→ What the exercise asks:
Beginning at the line containing "Find the fawn's forehead", output every line to the end of the data below exactly as it appears.

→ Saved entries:
-*-
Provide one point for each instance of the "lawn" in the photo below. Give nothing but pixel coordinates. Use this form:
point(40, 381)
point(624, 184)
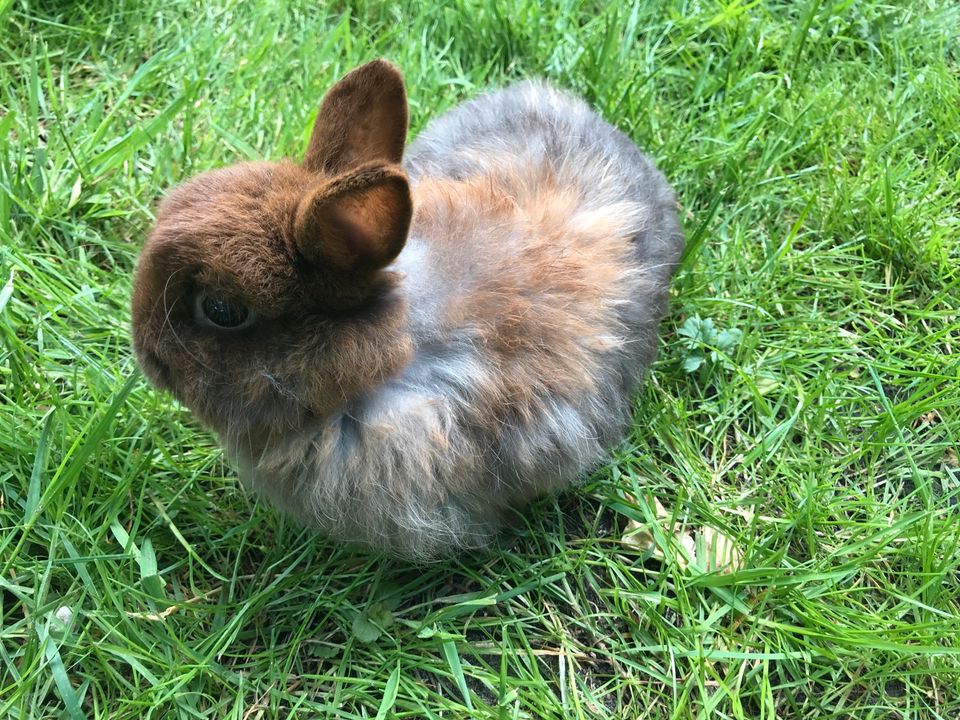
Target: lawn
point(805, 408)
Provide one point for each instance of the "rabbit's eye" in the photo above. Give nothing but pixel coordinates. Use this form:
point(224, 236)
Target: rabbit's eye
point(223, 314)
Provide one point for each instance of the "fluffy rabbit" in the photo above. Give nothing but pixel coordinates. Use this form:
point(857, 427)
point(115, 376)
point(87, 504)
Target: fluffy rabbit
point(403, 353)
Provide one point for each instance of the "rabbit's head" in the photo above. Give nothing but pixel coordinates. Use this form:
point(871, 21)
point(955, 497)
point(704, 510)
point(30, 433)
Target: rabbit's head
point(261, 298)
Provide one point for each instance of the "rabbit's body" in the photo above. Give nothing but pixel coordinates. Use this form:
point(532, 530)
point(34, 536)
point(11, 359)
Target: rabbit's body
point(513, 332)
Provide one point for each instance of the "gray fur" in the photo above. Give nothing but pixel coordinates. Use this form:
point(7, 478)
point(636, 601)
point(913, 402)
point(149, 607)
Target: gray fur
point(410, 467)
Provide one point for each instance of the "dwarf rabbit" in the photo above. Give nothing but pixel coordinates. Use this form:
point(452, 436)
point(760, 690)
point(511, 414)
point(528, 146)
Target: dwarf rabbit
point(403, 353)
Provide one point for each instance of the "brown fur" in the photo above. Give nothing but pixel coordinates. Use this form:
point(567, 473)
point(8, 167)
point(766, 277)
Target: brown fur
point(409, 398)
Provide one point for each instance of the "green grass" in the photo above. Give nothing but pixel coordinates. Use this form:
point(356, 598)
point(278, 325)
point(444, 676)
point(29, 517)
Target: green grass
point(814, 148)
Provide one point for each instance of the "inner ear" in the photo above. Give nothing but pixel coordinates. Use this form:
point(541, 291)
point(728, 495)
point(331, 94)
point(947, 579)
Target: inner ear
point(362, 119)
point(358, 221)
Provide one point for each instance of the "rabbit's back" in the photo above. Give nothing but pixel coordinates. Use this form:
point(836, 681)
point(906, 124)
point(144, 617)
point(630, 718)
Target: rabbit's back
point(534, 276)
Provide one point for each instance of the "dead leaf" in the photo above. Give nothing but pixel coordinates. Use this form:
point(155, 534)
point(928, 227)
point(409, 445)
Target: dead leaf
point(706, 548)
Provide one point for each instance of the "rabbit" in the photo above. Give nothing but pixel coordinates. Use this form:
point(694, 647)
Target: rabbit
point(403, 352)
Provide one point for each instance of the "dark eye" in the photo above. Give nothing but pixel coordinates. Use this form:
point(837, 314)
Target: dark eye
point(222, 313)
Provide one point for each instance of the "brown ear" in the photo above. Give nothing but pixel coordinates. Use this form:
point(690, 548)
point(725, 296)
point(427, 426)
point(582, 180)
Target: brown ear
point(362, 119)
point(358, 221)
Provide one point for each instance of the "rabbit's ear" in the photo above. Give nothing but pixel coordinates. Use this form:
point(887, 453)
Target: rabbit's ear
point(359, 221)
point(362, 119)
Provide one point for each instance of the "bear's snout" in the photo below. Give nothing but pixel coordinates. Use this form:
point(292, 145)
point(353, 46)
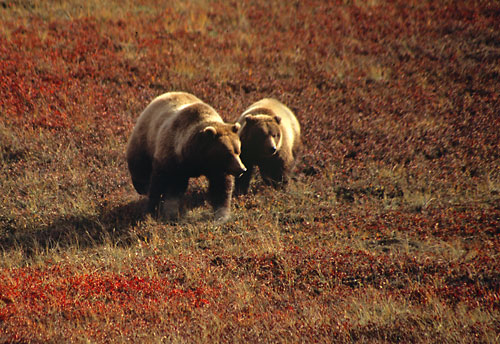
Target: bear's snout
point(237, 168)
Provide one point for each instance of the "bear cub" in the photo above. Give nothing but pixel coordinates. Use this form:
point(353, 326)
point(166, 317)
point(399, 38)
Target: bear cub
point(177, 137)
point(270, 139)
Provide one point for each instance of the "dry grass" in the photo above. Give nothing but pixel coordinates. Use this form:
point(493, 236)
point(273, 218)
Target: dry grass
point(387, 233)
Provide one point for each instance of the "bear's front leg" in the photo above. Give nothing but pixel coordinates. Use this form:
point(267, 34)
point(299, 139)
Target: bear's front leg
point(242, 183)
point(220, 192)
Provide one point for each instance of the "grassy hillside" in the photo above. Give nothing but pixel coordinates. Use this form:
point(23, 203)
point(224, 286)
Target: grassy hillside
point(389, 231)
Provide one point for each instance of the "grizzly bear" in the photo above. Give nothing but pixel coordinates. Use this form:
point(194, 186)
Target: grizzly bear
point(177, 137)
point(270, 139)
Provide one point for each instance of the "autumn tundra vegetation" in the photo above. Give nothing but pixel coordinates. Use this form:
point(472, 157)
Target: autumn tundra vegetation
point(387, 231)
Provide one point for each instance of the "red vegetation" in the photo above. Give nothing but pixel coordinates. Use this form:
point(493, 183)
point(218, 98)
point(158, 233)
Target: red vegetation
point(389, 232)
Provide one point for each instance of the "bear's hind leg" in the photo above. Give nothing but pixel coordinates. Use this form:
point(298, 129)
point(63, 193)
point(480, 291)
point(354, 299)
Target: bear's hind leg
point(165, 194)
point(140, 170)
point(220, 192)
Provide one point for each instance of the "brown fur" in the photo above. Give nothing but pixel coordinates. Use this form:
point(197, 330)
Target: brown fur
point(270, 139)
point(178, 137)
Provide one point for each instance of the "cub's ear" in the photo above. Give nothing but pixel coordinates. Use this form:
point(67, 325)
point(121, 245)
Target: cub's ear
point(250, 118)
point(236, 127)
point(210, 131)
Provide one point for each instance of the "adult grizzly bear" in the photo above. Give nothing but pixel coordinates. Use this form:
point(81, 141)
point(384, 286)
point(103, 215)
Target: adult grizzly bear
point(270, 139)
point(178, 137)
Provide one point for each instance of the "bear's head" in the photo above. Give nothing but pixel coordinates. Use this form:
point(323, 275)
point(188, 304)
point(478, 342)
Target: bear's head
point(217, 149)
point(261, 135)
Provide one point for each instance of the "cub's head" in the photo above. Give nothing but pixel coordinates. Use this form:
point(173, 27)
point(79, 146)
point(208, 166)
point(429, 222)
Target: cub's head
point(261, 134)
point(219, 149)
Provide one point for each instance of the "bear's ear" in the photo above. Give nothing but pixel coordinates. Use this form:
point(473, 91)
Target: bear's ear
point(236, 127)
point(210, 131)
point(250, 118)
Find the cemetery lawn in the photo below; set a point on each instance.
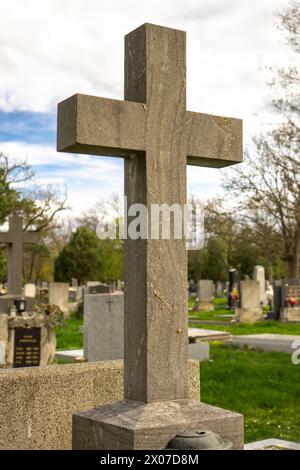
(263, 386)
(70, 336)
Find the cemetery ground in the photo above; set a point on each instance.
(263, 386)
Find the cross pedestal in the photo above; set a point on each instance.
(157, 137)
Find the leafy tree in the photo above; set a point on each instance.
(267, 186)
(38, 207)
(87, 258)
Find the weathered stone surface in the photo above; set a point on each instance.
(157, 136)
(250, 310)
(204, 300)
(15, 238)
(103, 327)
(134, 425)
(259, 276)
(7, 301)
(103, 330)
(58, 294)
(37, 403)
(30, 290)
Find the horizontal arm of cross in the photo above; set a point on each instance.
(100, 126)
(213, 141)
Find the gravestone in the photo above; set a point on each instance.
(290, 298)
(219, 289)
(157, 137)
(233, 289)
(30, 290)
(259, 275)
(58, 294)
(27, 347)
(205, 292)
(103, 330)
(15, 238)
(99, 288)
(103, 327)
(250, 310)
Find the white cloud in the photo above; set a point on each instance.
(51, 49)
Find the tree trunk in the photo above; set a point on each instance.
(294, 261)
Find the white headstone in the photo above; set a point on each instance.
(59, 294)
(30, 290)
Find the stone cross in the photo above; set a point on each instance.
(15, 238)
(157, 137)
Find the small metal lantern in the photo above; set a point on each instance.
(199, 440)
(20, 305)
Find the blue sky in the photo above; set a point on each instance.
(52, 49)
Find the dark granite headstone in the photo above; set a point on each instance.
(27, 347)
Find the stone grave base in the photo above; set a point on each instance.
(290, 314)
(125, 425)
(248, 315)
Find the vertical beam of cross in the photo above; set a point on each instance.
(156, 270)
(15, 239)
(157, 137)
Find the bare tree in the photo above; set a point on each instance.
(267, 185)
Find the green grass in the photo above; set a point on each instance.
(263, 386)
(70, 336)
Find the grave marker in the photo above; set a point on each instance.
(15, 238)
(157, 137)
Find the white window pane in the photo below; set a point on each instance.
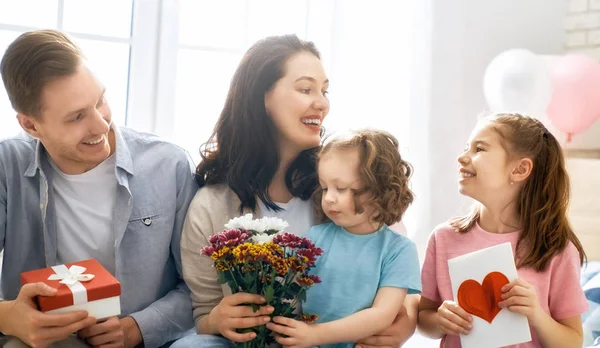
(220, 24)
(203, 80)
(32, 13)
(100, 17)
(110, 63)
(276, 17)
(8, 122)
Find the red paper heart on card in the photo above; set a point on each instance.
(482, 299)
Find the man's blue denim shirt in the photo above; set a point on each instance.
(155, 185)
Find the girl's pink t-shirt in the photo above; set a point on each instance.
(558, 288)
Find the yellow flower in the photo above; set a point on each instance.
(279, 263)
(222, 266)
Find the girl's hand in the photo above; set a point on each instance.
(520, 297)
(292, 333)
(453, 320)
(234, 313)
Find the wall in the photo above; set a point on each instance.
(466, 35)
(583, 36)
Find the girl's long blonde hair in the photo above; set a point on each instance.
(543, 202)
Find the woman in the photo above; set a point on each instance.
(260, 160)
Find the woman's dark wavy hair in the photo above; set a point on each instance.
(242, 150)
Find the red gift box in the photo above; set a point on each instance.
(83, 285)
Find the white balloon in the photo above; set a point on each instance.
(518, 81)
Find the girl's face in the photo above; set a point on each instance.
(484, 169)
(298, 103)
(339, 178)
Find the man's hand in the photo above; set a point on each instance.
(112, 333)
(20, 318)
(394, 336)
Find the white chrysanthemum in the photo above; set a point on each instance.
(273, 224)
(270, 224)
(241, 222)
(262, 238)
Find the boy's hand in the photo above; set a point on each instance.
(292, 333)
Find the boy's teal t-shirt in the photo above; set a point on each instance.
(353, 267)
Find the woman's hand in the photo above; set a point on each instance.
(453, 320)
(234, 312)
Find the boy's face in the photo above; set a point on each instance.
(340, 179)
(74, 123)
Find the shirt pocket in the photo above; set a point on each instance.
(150, 221)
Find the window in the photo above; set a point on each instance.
(106, 44)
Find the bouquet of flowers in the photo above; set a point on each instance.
(257, 256)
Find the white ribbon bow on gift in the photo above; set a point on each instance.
(72, 277)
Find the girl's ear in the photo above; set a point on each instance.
(522, 170)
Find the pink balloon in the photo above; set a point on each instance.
(575, 103)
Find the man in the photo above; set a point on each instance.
(77, 187)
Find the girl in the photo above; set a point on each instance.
(514, 168)
(367, 269)
(261, 160)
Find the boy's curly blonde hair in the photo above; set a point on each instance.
(383, 173)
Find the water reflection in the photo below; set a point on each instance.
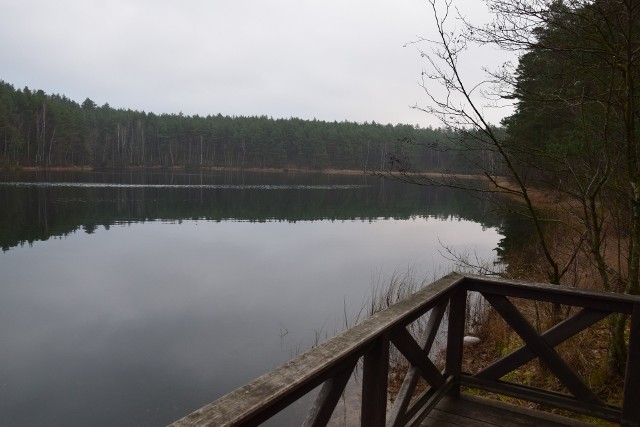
(173, 297)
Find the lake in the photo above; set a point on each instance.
(134, 298)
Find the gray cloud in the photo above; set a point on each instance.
(332, 60)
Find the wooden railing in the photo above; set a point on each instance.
(332, 363)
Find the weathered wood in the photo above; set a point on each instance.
(331, 362)
(455, 336)
(321, 411)
(544, 397)
(606, 301)
(554, 336)
(426, 402)
(478, 411)
(405, 343)
(408, 387)
(267, 395)
(631, 398)
(540, 347)
(375, 374)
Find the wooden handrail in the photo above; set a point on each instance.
(333, 362)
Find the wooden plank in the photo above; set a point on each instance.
(542, 349)
(321, 411)
(265, 396)
(405, 343)
(426, 402)
(479, 411)
(607, 301)
(408, 387)
(455, 336)
(631, 397)
(375, 375)
(554, 336)
(544, 397)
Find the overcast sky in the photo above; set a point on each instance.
(330, 59)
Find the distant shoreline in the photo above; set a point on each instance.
(328, 171)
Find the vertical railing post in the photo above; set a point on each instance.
(375, 371)
(455, 336)
(631, 398)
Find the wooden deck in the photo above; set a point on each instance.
(472, 411)
(445, 402)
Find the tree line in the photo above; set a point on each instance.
(573, 136)
(39, 129)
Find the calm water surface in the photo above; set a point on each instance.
(135, 298)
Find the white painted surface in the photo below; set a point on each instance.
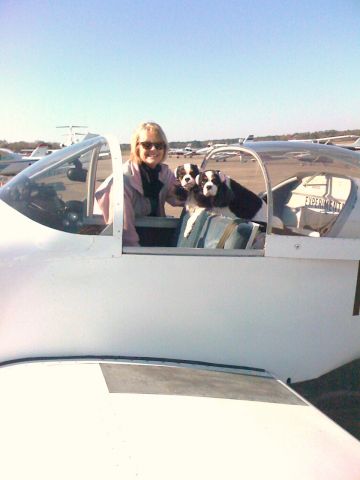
(77, 295)
(59, 421)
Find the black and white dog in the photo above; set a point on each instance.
(190, 192)
(186, 174)
(229, 198)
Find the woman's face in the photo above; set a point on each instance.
(151, 148)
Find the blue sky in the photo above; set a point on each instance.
(203, 69)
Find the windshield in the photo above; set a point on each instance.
(314, 188)
(58, 191)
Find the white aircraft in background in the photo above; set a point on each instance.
(126, 386)
(72, 136)
(338, 140)
(186, 151)
(12, 163)
(39, 152)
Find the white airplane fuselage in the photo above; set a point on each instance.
(65, 294)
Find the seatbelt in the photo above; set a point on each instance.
(228, 231)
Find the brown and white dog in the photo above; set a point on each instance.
(230, 198)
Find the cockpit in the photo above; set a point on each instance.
(310, 190)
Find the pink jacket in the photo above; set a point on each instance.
(135, 204)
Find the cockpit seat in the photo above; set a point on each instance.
(216, 231)
(227, 233)
(192, 240)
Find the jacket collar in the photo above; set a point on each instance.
(132, 171)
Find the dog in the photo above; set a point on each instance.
(189, 191)
(229, 198)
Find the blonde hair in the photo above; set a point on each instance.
(149, 127)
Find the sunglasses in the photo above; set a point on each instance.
(149, 145)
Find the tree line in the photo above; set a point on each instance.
(21, 145)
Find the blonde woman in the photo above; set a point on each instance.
(148, 182)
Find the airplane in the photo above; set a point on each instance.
(187, 151)
(72, 136)
(52, 204)
(220, 337)
(12, 164)
(140, 418)
(211, 145)
(341, 141)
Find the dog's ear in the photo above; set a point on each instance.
(224, 196)
(224, 178)
(196, 170)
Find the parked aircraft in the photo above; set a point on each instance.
(52, 202)
(343, 141)
(72, 136)
(110, 341)
(128, 419)
(12, 164)
(187, 151)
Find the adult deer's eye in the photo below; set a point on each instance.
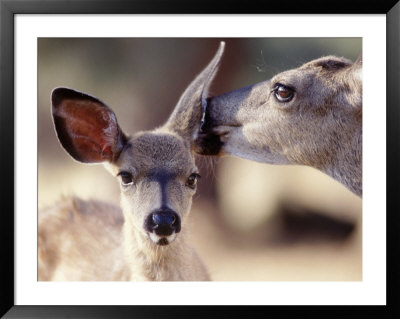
(192, 180)
(283, 93)
(126, 178)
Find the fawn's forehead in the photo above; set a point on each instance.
(152, 150)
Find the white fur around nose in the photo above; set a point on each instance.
(155, 238)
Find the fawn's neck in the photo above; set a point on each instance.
(150, 262)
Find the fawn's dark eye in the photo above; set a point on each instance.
(192, 180)
(126, 178)
(283, 93)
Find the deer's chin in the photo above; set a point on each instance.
(162, 240)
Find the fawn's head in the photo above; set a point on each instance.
(156, 169)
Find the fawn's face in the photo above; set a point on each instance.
(158, 178)
(156, 169)
(292, 118)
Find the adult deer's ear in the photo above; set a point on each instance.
(187, 115)
(86, 127)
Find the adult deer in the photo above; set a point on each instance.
(148, 240)
(310, 116)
-*-
→ Task result:
Find the fawn's forehead in the photo above; set a point on each instance.
(152, 150)
Find the white fur around nose in the photo above; set a point on each instance.
(155, 238)
Find the fawn's neck in the photo above; set a point on each instance.
(150, 262)
Find the fawn's dark eye in the photo above; set a point on each instance.
(192, 180)
(126, 178)
(283, 93)
Find the deer's chin in the photo above; set a point on each instance.
(162, 240)
Find the fawn's head in the photo above; set a point on each instance.
(156, 169)
Find the fawn's face in the photo above; set a point on each instance.
(158, 178)
(156, 169)
(292, 118)
Find the adult deer's ear in the photo above; set a point on each instance.
(187, 115)
(86, 127)
Find the adult deer in the photo above; set a point on each instance.
(148, 240)
(310, 116)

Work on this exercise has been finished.